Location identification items
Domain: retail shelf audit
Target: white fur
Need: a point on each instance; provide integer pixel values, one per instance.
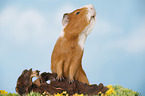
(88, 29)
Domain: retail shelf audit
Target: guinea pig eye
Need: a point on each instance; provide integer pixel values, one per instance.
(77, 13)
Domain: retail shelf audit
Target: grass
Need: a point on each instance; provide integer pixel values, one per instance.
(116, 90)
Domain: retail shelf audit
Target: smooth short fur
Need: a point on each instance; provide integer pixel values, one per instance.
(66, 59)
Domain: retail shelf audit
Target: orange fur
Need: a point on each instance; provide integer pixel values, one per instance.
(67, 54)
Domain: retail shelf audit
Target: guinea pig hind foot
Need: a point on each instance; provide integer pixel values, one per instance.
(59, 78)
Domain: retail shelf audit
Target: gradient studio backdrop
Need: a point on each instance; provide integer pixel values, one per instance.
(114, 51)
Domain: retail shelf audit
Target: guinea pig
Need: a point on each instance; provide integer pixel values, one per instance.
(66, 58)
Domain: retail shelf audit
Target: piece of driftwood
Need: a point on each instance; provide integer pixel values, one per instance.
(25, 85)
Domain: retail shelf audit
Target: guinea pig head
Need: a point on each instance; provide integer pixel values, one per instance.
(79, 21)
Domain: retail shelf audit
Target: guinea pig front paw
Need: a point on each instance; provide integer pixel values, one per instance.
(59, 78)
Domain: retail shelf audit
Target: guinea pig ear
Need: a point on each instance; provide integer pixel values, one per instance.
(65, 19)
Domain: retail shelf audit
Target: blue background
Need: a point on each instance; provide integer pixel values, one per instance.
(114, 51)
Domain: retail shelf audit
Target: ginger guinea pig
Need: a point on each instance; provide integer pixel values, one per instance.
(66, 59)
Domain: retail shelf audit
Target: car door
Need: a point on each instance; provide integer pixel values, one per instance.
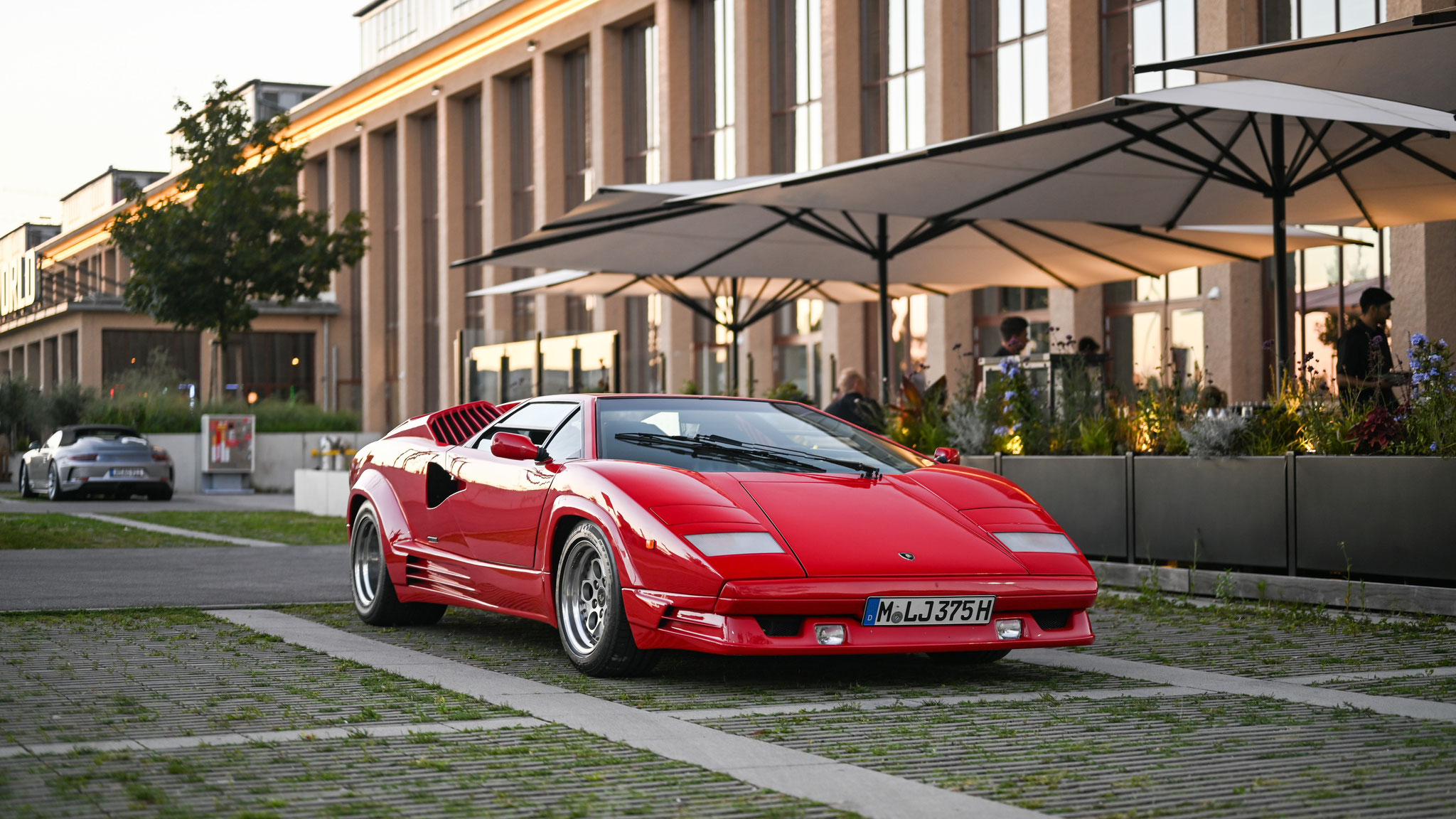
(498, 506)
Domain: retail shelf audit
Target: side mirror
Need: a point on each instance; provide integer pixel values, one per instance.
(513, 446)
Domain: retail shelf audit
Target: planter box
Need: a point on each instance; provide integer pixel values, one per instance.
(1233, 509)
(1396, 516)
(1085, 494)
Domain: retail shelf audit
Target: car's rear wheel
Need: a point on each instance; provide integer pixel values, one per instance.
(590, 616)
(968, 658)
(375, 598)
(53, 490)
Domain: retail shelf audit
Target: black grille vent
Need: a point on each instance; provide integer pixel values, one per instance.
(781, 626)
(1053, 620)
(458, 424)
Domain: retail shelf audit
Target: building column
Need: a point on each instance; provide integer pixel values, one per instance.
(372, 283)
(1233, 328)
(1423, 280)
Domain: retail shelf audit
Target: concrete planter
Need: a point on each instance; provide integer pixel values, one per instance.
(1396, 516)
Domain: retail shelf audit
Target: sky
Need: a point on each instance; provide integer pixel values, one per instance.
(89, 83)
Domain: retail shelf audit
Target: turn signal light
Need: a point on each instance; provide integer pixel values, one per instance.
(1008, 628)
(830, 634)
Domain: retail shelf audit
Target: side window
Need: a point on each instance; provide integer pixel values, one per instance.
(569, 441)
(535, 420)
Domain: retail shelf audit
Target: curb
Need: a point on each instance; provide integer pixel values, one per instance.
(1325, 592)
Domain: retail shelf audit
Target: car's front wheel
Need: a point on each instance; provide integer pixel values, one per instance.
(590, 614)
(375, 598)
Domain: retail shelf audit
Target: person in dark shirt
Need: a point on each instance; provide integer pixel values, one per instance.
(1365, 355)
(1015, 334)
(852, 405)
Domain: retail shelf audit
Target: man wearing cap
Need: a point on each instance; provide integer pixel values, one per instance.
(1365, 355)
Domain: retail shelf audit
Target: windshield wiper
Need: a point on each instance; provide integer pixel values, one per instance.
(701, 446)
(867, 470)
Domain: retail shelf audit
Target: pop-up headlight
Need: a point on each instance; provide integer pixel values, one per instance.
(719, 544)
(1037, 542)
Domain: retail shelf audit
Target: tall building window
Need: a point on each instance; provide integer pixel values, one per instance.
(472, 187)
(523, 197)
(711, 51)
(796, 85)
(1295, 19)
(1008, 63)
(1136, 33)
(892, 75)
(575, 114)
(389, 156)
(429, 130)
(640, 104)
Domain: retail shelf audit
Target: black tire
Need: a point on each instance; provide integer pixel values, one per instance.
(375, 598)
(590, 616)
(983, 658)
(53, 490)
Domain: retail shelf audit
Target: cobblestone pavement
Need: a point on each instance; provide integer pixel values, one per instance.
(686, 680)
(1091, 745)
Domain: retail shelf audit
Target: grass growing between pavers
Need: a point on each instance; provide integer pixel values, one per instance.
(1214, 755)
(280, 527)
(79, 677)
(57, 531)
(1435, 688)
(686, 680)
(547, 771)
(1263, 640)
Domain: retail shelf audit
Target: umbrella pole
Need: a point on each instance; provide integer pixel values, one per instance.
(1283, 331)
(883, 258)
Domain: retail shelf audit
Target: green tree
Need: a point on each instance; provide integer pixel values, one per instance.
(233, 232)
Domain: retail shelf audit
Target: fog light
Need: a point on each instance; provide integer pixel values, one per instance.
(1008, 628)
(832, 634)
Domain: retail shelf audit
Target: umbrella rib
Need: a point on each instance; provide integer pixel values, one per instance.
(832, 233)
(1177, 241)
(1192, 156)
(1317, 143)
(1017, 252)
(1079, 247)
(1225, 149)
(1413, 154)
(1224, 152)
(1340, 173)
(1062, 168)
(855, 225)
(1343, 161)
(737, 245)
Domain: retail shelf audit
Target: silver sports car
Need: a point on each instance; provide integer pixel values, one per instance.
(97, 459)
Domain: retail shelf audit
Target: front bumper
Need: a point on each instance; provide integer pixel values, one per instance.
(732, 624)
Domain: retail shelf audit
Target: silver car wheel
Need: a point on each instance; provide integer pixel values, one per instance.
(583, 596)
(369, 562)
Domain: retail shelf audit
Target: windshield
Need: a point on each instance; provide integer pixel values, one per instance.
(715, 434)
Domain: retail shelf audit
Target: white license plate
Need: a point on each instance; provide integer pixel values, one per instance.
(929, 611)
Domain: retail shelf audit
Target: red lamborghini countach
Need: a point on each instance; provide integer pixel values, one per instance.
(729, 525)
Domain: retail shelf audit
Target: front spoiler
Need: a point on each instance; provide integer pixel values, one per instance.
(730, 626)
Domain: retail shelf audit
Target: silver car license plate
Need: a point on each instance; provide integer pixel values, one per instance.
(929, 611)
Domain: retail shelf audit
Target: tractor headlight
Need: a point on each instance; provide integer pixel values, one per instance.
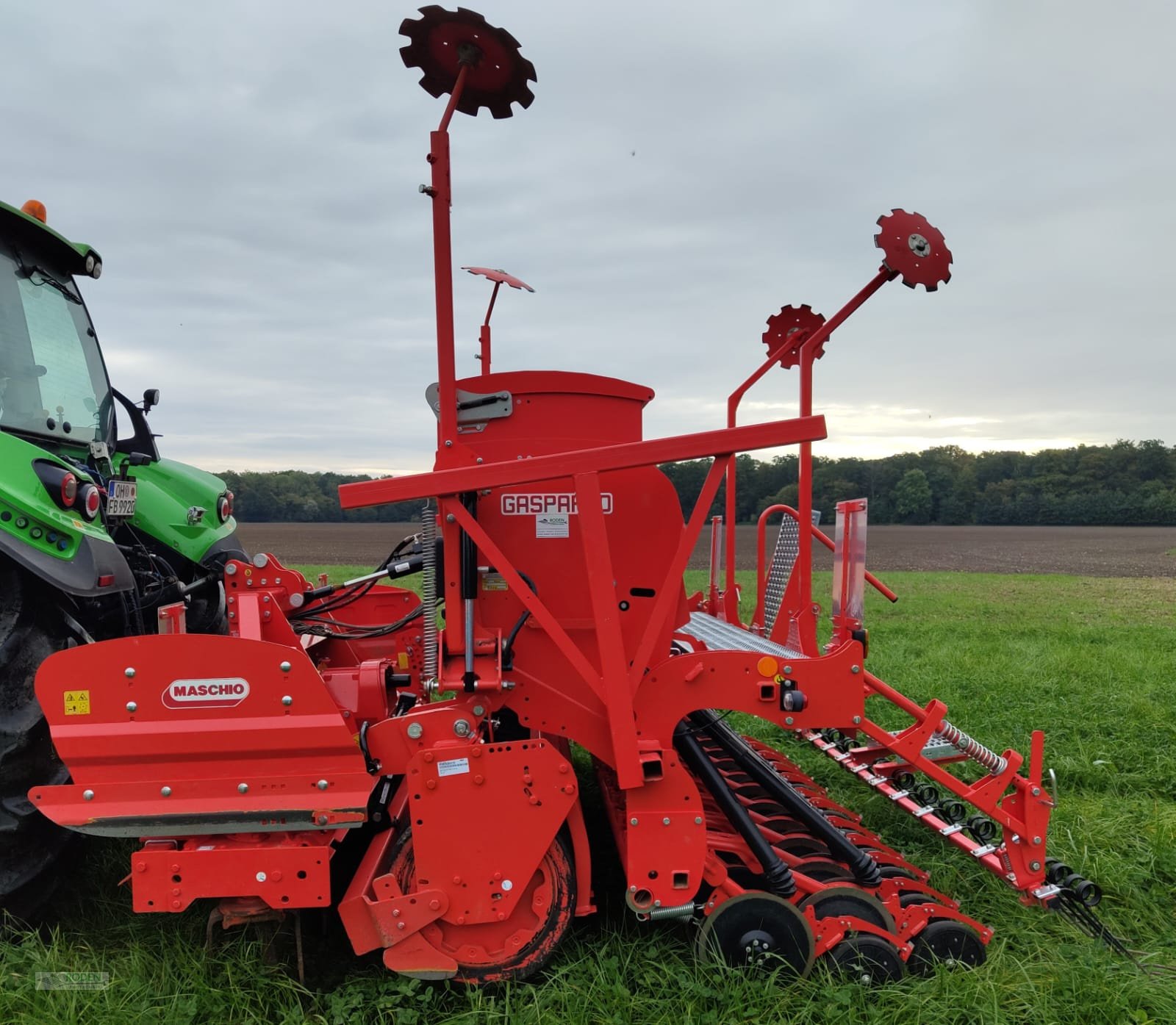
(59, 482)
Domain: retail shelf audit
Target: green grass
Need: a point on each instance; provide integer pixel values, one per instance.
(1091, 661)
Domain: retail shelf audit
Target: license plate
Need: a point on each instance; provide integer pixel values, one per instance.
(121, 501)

▸ Do this: Reproduce each line of the records exactly, and omit every picture.

▸ Solution for this exercise:
Domain: retail shelf audit
Target: white fur
Need: a point on each instance; provide integer pixel values, one per instance.
(88, 29)
Domain: retail shelf audit
Target: guinea pig eye
Need: a point on each instance; provide integer pixel values, one per instance.
(77, 13)
Domain: retail shelf audit
Target: grass
Need: a point on each instance; provide integer pixel values, one per instance.
(116, 90)
Domain: retail shelf audit
Target: smooth short fur
Need: a point on each instance; provide integer pixel values, one per instance.
(66, 59)
Domain: retail shelf audit
Target: orange fur
Need: a point on each instance; provide integer pixel values, one per instance.
(67, 54)
Domain: retail shelf audit
Target: guinea pig hind foot
Need: a point on each instance; provide integer pixel values, one per instance.
(59, 78)
Domain: retail shelf audit
Target: gradient studio backdrop
Need: a point on each instance; provide integer pixel values, one per instance.
(114, 51)
Domain: retail shelf audit
Target: guinea pig
Need: a point on each instance; provide integer pixel values, one per instance.
(66, 58)
Domain: retail shelf audit
Target: piece of driftwood
Need: a point on each instance; provide integer pixel values, one per instance.
(25, 85)
Domain: retail shelf audit
Target: guinea pig head
Need: a point on each instance; provide integer pixel values, one per instance.
(79, 21)
Domain: retail shelf audit
Target: guinea pig front paw
Need: a point on each instance; provide integer pixel values, one per instance.
(59, 78)
Domain: retail shelf audit
Target: guinea pig ear
Need: a point on each instance; provide integer pixel values, one per instance.
(65, 19)
Domain: retail shelf audit
Target: blue background
Need: a point on each instance; provide integer pixel values, one per instance.
(114, 51)
Domain: retail shelf audit
Target: ginger guinea pig
Need: a point on each instance; provide integer pixel values, one per instance.
(66, 59)
Domain: retail shelf audit
Target: car door
Need: a point on each instance; provide integer pixel values, one per instance.
(498, 506)
Domain: retail shelf audit
Target: side mirror
Need: a point on each instance; provide integer pixel values, one per instance.
(513, 446)
Domain: retail shelf audit
Target: planter box
Need: a point on each instance; provide integer pixel values, one per instance.
(1233, 509)
(1396, 516)
(1085, 494)
Domain: retail shelf audit
Target: car's rear wheel
Need: a point on each instance; provide integer pixel values, one per instance.
(590, 616)
(968, 658)
(375, 598)
(53, 490)
Domain: retail shelf audit
Target: black grille vent
Need: a point on each instance; provide integer pixel values, one per instance.
(781, 626)
(1053, 620)
(458, 424)
Domain: retail shelf audit
Target: building column
Need: a point on each instance; provide integer pixel values, one per instance.
(372, 283)
(1233, 328)
(1423, 280)
Domain: retail shelf audit
Target: concrete planter
Need: a point on each instance; provide integer pixel values, one per instance.
(1396, 516)
Domain: retail shelf audit
Target: sky
Need: a point on each instance; provide integer pixel values, one per instance.
(89, 83)
Domain: retail shelf audit
Target: turn signal light
Need: a point on each instance; provide integer pixel values, one per instance.
(1008, 628)
(830, 634)
Domain: retail shelf audit
Target: side window
Need: a point on each instance; provide integer pixel values, one per instance.
(569, 441)
(535, 420)
Domain: retail shelf audit
Target: curb
Need: a point on each instance; provide integer pixel values, one per instance.
(1325, 592)
Domain: retail shelf audit
Target: car's front wheel
Need: a point on each instance; provide integer pixel values, one per instance.
(590, 614)
(375, 598)
Domain: retail shelf audit
Target: person in dark shirt
Need: a point on each instance; provide integer pixel values, one per instance.
(1365, 355)
(1015, 334)
(852, 405)
Domain: retail shelf audit
Target: man wearing cap
Need: a point on each instance; provide integer pixel values, one per instance.
(1365, 355)
Domain: retail shelf audit
Target: windshield wiper
Need: a point on each instance; provide integer pixel values, one per instance.
(701, 446)
(867, 470)
Domain: retail shelf audit
Target: pop-up headlight
Need: a point on each instance; provide integer pixel values, one per instance.
(719, 544)
(1037, 542)
Domain: retail shelf audit
Target: tall building window
Need: a point on each instance; provide integer pixel values, one per instance.
(472, 187)
(523, 197)
(711, 51)
(796, 85)
(1295, 19)
(1008, 63)
(1136, 33)
(892, 75)
(575, 114)
(389, 156)
(429, 130)
(640, 104)
Domain: retail shelf audit
Target: black tire
Need: a point on each instance; provide integer pixel values, one per instance.
(375, 598)
(590, 616)
(983, 658)
(53, 490)
Domain: retail shelf audit
Target: cobblestone pavement
Need: a point on each instance; provide integer pixel values, one per instance.
(686, 680)
(1091, 745)
Domain: retail shelf audit
Target: grass growing between pavers
Need: a point on each instance; provide integer pixel values, one per instance.
(1214, 755)
(280, 527)
(79, 677)
(57, 531)
(1435, 688)
(686, 680)
(547, 771)
(1263, 640)
Domain: retail shelf audit
Target: umbrella pole
Need: a point on each instance; provide integer pixel values, one per instance.
(1283, 331)
(883, 258)
Domain: retail shelf audit
Target: green tree
Need: a point on each instance; provide integer pixel values, one per instance.
(233, 232)
Domain: retail shelf audit
Target: fog light
Need: a point on each instance; provide integer pixel values, one per instance.
(1008, 628)
(832, 634)
Domain: retail shelf audit
Target: umbrella rib
Need: a point on each instance; provide integer pixel values, one per instance.
(832, 233)
(1177, 241)
(1192, 156)
(1317, 143)
(1017, 252)
(1079, 247)
(1225, 149)
(1413, 154)
(1224, 152)
(1340, 173)
(1062, 168)
(855, 225)
(1343, 161)
(737, 245)
Domain: retail shelf audit
Target: silver sports car
Need: a point on each instance; provide integer pixel values, one per instance.
(97, 459)
Domain: retail shelf audit
Target: front bumper
Need: a point on each instance; provide integer pixel values, one per instance.
(732, 624)
Domain: retail shelf audit
Target: silver car wheel
Need: a point on each instance; provide integer pixel values, one per instance.
(583, 596)
(369, 562)
Domain: retail shelf audit
Target: windshield
Need: a point on each instance; provide integer pixel values, one per instance.
(715, 434)
Domain: retail shelf audit
Target: white license plate
Need: a point on each instance; provide integer pixel values, one per instance.
(929, 611)
Domain: retail shelf audit
Target: red lamborghini countach
Need: a point on each instance; provide integer pixel values, one per instance.
(729, 525)
Domain: retail shelf audit
Target: front spoiler
Need: a point on each instance; provide integer pixel values, one per instance.
(730, 626)
Domain: retail shelf audit
Target: silver car license plate
Need: a point on each instance; provide integer pixel values, one per instance.
(929, 611)
Domain: retail shelf audit
Target: tractor headlight
Need: a point on each instance; provide integer pixel values, one per instance.
(59, 482)
Domain: retail shelf audit
Target: green grass
Need: a point on each instance; provide integer pixel values, one per instance.
(1091, 661)
Domain: retail shelf audit
Target: license plate
Need: a point on each instance; provide integer pixel values, one per instance.
(121, 501)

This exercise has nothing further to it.